##### Listed entries

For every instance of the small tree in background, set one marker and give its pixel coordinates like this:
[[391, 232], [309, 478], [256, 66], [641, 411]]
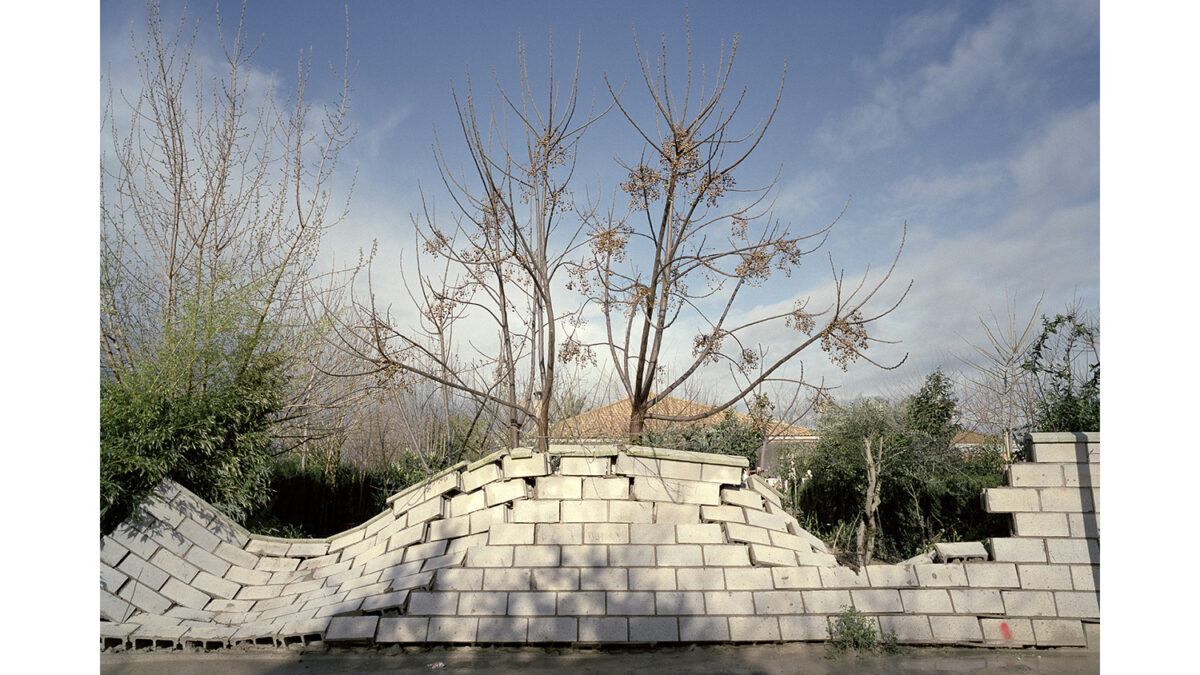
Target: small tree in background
[[1065, 362], [886, 478], [214, 202], [999, 393]]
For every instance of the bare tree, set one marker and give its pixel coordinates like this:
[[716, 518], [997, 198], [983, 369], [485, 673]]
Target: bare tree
[[514, 231], [683, 254], [214, 201], [999, 393]]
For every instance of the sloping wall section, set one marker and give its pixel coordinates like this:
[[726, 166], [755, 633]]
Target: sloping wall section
[[600, 544]]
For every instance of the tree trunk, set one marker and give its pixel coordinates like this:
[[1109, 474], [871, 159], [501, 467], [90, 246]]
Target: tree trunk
[[868, 527]]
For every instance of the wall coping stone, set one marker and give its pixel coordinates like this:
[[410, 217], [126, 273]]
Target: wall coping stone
[[583, 451], [687, 455], [487, 459], [1063, 436], [412, 489], [757, 481]]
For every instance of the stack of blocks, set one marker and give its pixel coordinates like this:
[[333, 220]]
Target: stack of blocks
[[1055, 502], [583, 544]]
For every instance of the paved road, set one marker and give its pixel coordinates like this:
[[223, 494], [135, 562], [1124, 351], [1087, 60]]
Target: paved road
[[531, 661]]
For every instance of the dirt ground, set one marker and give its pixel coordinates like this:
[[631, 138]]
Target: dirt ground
[[529, 661]]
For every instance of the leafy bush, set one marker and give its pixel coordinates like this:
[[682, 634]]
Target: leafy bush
[[318, 501], [929, 490], [853, 631], [213, 438]]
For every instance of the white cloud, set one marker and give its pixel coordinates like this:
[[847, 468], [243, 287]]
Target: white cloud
[[1000, 60]]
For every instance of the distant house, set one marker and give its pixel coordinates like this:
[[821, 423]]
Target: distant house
[[610, 424]]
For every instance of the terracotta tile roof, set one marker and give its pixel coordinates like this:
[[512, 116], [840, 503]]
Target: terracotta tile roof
[[611, 422]]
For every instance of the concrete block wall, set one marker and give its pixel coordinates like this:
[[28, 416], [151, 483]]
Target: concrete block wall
[[592, 544]]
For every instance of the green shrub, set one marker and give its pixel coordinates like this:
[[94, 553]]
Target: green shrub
[[319, 500], [213, 438], [729, 436], [853, 631]]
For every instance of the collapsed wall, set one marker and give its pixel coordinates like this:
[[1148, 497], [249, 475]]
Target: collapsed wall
[[600, 544]]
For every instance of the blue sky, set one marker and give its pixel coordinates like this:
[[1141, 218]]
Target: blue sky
[[977, 124]]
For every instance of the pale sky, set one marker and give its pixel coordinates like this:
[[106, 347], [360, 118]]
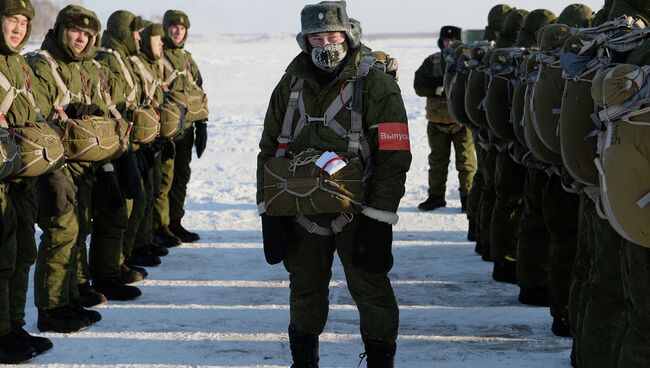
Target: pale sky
[[283, 16]]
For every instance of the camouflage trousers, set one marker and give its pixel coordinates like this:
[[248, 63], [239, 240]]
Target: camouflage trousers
[[309, 263], [441, 137]]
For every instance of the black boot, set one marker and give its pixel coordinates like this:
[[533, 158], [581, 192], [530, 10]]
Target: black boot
[[129, 276], [89, 297], [561, 327], [432, 203], [62, 319], [505, 271], [40, 344], [537, 296], [14, 351], [304, 349], [114, 289], [165, 238], [379, 354], [183, 234], [463, 204]]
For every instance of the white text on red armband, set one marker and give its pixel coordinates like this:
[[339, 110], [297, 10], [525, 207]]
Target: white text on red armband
[[393, 137]]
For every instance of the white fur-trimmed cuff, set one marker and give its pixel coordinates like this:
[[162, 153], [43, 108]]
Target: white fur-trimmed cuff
[[379, 215]]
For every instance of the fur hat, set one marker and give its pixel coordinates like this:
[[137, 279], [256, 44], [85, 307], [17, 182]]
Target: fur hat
[[451, 33], [326, 16]]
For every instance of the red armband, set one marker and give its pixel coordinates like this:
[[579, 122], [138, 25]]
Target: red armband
[[393, 137]]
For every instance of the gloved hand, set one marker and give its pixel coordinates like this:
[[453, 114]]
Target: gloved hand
[[77, 110], [58, 194], [129, 176], [200, 137], [109, 188], [276, 231], [372, 245]]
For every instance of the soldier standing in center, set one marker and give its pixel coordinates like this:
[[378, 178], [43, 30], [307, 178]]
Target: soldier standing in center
[[442, 130]]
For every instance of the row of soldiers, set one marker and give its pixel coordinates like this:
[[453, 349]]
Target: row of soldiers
[[558, 107], [96, 137]]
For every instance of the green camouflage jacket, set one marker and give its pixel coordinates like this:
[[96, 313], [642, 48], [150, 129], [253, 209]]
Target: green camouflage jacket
[[382, 104]]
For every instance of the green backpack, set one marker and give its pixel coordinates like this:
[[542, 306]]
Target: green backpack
[[624, 162], [546, 100], [190, 96], [499, 96], [458, 86], [477, 85], [538, 149], [39, 143]]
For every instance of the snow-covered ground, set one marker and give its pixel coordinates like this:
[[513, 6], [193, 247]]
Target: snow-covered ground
[[218, 304]]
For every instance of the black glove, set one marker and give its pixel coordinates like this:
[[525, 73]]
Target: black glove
[[276, 231], [129, 175], [200, 137], [77, 110], [109, 190], [57, 194], [372, 245]]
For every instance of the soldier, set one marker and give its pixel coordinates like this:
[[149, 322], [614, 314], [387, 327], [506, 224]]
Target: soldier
[[375, 129], [18, 196], [182, 76], [68, 50], [442, 130]]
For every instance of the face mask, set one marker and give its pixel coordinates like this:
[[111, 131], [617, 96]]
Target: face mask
[[330, 56]]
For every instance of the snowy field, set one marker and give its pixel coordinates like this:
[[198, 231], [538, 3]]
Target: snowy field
[[218, 304]]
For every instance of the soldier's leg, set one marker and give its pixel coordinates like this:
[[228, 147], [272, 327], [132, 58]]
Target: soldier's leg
[[579, 277], [604, 303], [372, 293], [7, 258], [474, 199], [55, 270], [182, 173], [635, 342], [465, 154], [487, 203], [24, 196], [533, 242], [309, 263], [561, 218], [509, 181], [440, 145]]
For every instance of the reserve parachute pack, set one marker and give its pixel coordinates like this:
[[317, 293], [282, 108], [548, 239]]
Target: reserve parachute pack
[[456, 93], [39, 143], [584, 53], [499, 96], [539, 151], [303, 183], [189, 95], [624, 162], [546, 100], [477, 82], [144, 117], [91, 138], [170, 114]]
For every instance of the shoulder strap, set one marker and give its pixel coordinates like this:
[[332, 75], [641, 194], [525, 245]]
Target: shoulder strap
[[146, 76]]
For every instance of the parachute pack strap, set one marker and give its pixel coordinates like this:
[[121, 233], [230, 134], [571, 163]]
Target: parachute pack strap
[[644, 201], [148, 78], [336, 226], [287, 124], [127, 75]]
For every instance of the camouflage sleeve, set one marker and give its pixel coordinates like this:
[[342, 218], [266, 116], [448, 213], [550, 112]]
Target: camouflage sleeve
[[272, 129], [194, 69], [425, 83], [43, 85], [386, 118]]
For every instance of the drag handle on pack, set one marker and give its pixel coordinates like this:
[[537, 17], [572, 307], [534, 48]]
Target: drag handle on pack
[[276, 231]]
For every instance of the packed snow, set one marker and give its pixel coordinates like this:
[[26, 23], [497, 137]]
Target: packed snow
[[217, 303]]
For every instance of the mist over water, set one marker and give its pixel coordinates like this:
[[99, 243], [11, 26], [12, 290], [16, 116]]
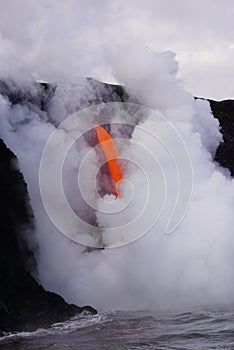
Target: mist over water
[[193, 265]]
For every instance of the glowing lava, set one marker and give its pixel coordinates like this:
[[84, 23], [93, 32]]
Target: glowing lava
[[111, 154]]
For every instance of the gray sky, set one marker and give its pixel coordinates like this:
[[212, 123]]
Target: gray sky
[[64, 39]]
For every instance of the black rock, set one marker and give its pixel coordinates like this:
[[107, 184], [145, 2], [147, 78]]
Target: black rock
[[224, 112], [24, 304]]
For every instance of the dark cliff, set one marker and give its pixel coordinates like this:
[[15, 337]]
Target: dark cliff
[[24, 304]]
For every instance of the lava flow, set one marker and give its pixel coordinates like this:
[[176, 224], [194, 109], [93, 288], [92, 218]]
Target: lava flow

##########

- Challenge
Please quote the part of the items that opens with the line containing "For every instance of the dirt" and closes with the line containing "[[977, 124]]", both lines included, reproducing every line without changes.

- Final result
For every instance of the dirt ground, set one marker and give its pixel coordinates like this:
[[631, 138]]
Target: dirt ground
[[529, 661]]
For every instance of the leafy bush, set one marker and give its pixel coordinates like this:
[[682, 634]]
Target: leafy bush
[[318, 501], [929, 490], [853, 631], [213, 438]]
For every instance of the white cloud, set one marker and give its pixel coordinates like this:
[[847, 468], [243, 287]]
Target: white cloud
[[1000, 60]]
For every instance of the distant house, set one marker and give its pixel coordinates like this:
[[821, 423]]
Target: distant house
[[610, 424]]
For every instance of the terracotta tile roof, set one marker and give its pixel coordinates like this:
[[512, 116], [840, 503]]
Target: terracotta tile roof
[[611, 422]]
For every instance of the concrete block wall, set one marker and give its pixel coordinates like this:
[[28, 416], [151, 483]]
Target: concrete block wall
[[592, 544]]
For every instance of the green shrub, set one marker and give its pixel coordinates like this:
[[94, 553]]
Target: green shrub
[[319, 500], [213, 438], [729, 436], [853, 631]]
For every instance of the collapsed wall, set one marker and give its pixel coordinates like this:
[[1148, 497], [249, 475]]
Target: collapsed wall
[[600, 544]]
For every instance of the blue sky, set one marker and give its pixel coordinates like this:
[[1141, 218]]
Target: blue sky
[[977, 124]]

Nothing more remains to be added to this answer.